## start SUPPLIED MATERIAL

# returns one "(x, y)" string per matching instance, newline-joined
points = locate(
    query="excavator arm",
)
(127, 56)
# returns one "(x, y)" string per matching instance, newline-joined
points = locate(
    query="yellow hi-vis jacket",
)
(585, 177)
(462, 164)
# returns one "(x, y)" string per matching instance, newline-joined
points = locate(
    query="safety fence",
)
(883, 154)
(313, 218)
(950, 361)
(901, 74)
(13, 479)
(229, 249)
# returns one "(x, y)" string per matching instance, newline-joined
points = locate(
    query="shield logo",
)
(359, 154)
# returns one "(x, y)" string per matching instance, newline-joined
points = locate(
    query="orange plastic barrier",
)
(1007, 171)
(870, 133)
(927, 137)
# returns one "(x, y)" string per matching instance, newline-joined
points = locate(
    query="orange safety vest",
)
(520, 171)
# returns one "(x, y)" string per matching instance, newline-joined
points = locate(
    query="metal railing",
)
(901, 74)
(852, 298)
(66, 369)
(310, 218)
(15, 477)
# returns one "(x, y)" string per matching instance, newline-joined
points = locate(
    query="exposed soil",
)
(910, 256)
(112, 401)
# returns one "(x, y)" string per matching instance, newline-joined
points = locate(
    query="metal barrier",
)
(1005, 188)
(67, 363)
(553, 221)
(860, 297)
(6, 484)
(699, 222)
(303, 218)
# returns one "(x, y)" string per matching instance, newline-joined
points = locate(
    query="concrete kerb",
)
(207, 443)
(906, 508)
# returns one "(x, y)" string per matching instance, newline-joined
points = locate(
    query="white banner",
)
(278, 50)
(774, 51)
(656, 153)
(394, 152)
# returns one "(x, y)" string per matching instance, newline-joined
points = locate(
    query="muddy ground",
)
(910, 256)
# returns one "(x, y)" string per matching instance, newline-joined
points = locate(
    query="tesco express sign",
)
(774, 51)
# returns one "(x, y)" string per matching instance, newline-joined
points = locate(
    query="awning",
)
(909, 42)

## end SUPPLIED MATERIAL

BRIEF:
Report how many lines in the items above contain the string "barrier". Reply with the number alone.

FINISHED EXERCISE:
2